----- Source material -----

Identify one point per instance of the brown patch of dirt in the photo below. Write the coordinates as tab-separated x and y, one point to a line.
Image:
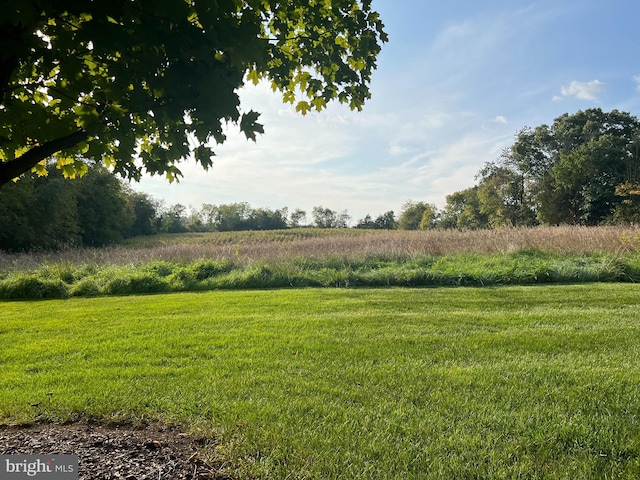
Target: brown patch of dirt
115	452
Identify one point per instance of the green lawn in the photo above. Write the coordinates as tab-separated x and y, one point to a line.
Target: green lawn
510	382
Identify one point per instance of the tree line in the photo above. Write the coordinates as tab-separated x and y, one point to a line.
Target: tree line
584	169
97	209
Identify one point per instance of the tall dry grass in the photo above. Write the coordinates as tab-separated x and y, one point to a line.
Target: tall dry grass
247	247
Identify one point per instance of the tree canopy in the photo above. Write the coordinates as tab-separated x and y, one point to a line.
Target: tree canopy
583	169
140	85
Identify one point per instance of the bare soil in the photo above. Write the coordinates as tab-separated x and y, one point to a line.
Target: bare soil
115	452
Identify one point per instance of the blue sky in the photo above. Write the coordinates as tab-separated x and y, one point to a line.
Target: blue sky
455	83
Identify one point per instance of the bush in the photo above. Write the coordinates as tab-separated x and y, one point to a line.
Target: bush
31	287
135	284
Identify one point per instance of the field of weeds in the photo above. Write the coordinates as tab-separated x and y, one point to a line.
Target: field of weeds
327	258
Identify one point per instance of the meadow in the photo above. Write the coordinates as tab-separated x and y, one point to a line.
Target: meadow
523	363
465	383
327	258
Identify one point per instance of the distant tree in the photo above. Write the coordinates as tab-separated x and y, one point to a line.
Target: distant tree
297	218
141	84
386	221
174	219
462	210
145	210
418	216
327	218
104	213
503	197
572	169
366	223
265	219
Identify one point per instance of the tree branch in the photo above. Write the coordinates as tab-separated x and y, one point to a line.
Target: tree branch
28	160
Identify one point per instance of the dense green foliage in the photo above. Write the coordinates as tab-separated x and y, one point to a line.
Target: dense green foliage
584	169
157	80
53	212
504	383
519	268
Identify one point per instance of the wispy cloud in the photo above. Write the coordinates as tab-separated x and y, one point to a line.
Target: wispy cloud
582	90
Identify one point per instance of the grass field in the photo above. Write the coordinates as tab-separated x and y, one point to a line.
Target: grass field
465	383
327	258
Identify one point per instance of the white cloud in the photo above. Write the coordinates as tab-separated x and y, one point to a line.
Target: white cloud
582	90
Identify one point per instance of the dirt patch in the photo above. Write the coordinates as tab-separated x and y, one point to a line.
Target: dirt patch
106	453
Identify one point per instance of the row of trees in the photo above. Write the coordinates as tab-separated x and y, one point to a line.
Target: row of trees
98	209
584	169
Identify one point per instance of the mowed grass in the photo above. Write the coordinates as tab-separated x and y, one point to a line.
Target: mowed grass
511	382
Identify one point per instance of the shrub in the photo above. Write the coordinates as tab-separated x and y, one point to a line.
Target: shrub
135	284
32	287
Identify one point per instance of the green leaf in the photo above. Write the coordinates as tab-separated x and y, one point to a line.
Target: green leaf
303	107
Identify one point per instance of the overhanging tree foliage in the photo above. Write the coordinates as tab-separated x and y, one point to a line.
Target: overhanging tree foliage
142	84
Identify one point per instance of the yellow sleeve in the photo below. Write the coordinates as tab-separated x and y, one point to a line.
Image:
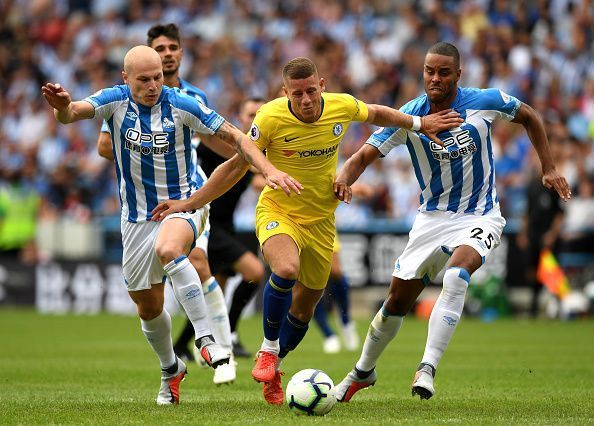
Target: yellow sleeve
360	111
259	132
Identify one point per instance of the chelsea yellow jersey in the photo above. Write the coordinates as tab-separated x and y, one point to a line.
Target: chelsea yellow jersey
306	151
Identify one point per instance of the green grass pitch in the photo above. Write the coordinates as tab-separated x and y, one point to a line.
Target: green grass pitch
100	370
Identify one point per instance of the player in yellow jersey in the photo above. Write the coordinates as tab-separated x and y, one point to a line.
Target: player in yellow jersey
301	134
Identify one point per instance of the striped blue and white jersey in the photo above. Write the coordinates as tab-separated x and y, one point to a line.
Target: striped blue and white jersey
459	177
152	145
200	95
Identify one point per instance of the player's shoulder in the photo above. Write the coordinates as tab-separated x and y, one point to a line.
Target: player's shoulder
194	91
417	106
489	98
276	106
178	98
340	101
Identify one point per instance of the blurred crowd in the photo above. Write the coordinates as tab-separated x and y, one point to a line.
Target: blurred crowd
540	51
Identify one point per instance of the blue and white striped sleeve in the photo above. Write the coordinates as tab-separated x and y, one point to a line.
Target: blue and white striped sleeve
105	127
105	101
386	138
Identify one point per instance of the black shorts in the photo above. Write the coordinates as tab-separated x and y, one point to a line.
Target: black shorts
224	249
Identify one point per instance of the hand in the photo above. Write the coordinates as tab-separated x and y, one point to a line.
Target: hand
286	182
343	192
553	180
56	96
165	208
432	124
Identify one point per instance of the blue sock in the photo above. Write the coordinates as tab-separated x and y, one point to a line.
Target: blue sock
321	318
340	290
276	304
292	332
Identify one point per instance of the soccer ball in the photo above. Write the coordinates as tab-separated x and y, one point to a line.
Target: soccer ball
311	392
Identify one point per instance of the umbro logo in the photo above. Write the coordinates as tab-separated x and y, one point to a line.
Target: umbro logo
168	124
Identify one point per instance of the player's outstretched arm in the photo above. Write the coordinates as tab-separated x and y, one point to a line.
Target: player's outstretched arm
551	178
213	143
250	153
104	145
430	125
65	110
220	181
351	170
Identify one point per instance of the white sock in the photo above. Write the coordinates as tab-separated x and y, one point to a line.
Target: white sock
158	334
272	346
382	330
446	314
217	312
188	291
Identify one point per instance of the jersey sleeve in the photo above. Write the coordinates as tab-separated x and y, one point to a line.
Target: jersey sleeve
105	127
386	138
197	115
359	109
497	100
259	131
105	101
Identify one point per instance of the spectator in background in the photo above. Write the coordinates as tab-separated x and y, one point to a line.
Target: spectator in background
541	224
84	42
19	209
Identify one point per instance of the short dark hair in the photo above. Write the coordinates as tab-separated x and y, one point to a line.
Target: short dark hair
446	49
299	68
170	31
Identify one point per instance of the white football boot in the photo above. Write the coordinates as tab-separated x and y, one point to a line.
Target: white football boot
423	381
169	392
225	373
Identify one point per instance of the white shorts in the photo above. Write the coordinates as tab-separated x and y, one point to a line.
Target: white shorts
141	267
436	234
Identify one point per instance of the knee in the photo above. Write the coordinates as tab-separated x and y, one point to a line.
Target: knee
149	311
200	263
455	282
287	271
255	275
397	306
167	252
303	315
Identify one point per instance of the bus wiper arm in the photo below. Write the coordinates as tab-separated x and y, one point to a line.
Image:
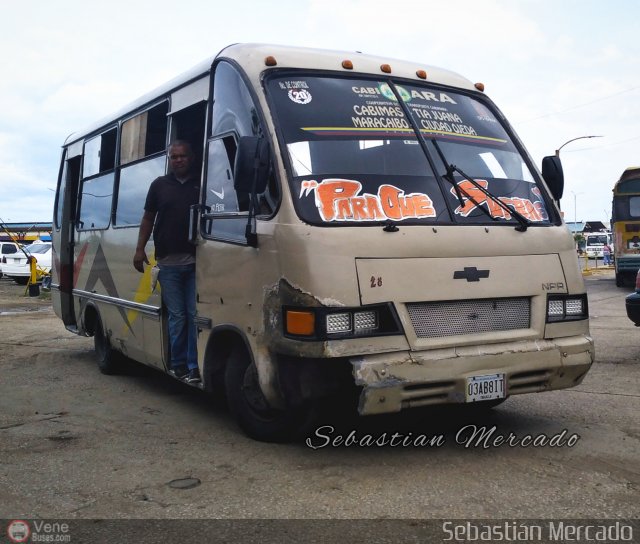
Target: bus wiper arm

-----
----- Source material -----

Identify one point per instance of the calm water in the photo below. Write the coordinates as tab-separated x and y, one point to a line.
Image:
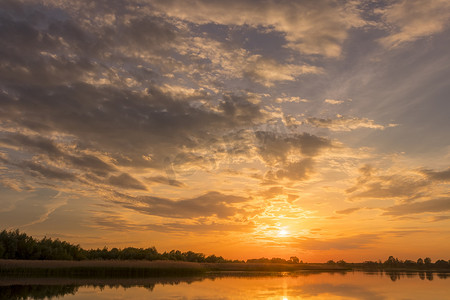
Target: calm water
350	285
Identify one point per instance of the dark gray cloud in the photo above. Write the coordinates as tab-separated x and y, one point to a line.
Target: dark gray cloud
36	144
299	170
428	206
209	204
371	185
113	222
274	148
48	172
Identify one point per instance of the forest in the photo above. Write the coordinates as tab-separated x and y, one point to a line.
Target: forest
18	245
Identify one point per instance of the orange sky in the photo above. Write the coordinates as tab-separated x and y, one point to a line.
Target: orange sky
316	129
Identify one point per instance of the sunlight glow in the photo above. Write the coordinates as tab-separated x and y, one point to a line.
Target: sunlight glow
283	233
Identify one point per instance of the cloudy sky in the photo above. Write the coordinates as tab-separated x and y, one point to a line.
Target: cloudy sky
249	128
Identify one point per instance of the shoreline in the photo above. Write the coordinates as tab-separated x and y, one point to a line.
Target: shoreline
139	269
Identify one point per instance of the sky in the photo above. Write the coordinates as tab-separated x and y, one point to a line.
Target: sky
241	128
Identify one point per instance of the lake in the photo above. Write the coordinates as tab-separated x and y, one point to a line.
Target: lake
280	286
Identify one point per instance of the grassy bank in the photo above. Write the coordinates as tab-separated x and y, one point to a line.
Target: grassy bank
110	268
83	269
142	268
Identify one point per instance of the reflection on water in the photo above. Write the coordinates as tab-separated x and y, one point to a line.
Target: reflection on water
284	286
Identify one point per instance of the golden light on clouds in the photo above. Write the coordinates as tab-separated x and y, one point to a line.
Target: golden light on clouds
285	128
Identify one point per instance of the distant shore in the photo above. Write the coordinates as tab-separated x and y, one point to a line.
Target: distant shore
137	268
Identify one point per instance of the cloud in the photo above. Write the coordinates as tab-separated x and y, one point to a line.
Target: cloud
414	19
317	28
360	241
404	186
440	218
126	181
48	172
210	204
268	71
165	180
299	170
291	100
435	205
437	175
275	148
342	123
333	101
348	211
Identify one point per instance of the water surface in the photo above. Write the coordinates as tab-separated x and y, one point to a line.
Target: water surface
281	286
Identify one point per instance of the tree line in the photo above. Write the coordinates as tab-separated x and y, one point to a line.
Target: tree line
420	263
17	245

-----

What you should do ▸ Copy each line in the data that holds the word "wiper".

Response area ▸
Identify one point per instance of the bus wiper arm in the photo below. Write the coordinates as tab-separated x and y, one point to a line.
Target: bus wiper arm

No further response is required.